#### DOCUMENT SEGMENT:
########################################

Reading Films, Watching Books
Associated Press; Ken Regan/Camera 5, from Fox Searchlight Pictures
Left to right: Dr. Alfred C. Kinsey in 1953; Liam Neeson in the biopic "Kinsey"; J. M. Barrie, the author of "Peter Pan"; Johnny Depp, in the role of J. M. Barrie in the film "Finding Neverland"; Paul Rusesabagina, a hotel manager whose true story is told in the film "Hotel Rwanda"; Don Cheadle as Mr. Rusesabagina.
By CARYN JAMES
Published: December 17, 2004
Biopics, With Literary Condiments
In a season flooded with film biographies, there are fascinating novels and nonfiction books offering fresh and sometimes alternative views of people we've come to know onscreen, from the Peter Pan-ish J. M. Barrie to the empire-building Howard Hughes. And often the best of these books are not direct movie tie-ins.
"Finding Neverland" is a warm, graceful, tear-jerking film about Barrie's friendship with the widowed Sylvia Llewelyn Davies (Kate Winslet) and her four sons, who inspired him to write "Peter Pan." Johnny Depp creates a slightly sad, sympathetic Barrie in a film that unapologetically strays from the facts.
Andrew Birkin's book "J. M. Barrie and the Lost Boys" sets out to do the opposite and is just as effective. Mr. Birkin writes that he has tried to create "a documentary account," not an interpretive biography. He offers such a wealth of firsthand information that the book holds up 25 years after it was first published (it was reissued last year) and becomes a rich complement to the film.

########################################

#### RECORD EXTRACTS:
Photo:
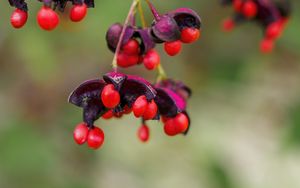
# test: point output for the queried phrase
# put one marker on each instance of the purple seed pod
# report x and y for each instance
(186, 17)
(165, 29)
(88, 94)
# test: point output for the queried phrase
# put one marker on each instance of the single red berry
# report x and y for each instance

########################################

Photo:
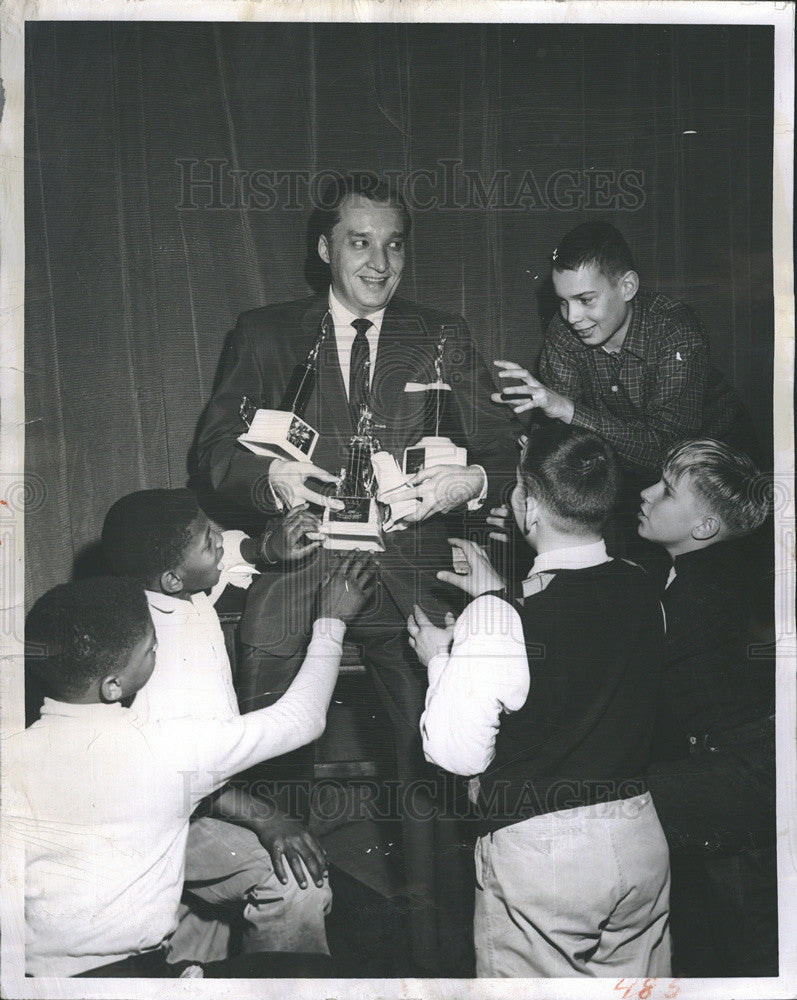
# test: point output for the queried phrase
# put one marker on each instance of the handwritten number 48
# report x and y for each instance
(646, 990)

########################################

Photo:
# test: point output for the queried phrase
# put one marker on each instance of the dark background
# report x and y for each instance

########################################

#### OBJECTIVES:
a) In the article on film biographies and related books, why does Andrew Birkin's book on Barrie still hold up 25 years after it first came out? Answer in one to three sentences.
b) Write the next part of the article on film biographies and related books, picking up after its last sentence.

#### EXPECTED ANSWERS:
a) It holds up because Birkin offers a wealth of firsthand information. He aimed for "a documentary account" rather than an interpretive biography, which also makes the book a rich complement to the film.

b)
Beautifully designed, the book reproduces letters and diary entries from Barrie and his circle, as well as dozens of photographs. There is the now-unknown Nina Boucicault in tights as the first stage Peter, and photographs of the Llewelyn Davies boys at play, some taken by Barrie. And of course there are pictures of Barrie himself, a dour-looking little man with a large moustache and nothing Depp-like about him.
"J. M. Barrie and the Lost Boys" allows readers to sort out the facts from the film. Sylvia had five sons, not four, and her husband was very much alive, resentful of Barrie but tolerant of someone so asexual that he seemed no threat. Learning these facts doesn't diminish the fiction onscreen though. Mr. Birkin's work shares the film's view that Barrie was the most childlike of men. "He was an innocent - which is why he could write 'Peter Pan,' " Sylvia's youngest son, then an old man himself, wrote to Mr. Birkin in the 1970's, dismissing any hint that there was something sexual in Barrie's relationship to the boys - an idea the film dismisses just as blithely.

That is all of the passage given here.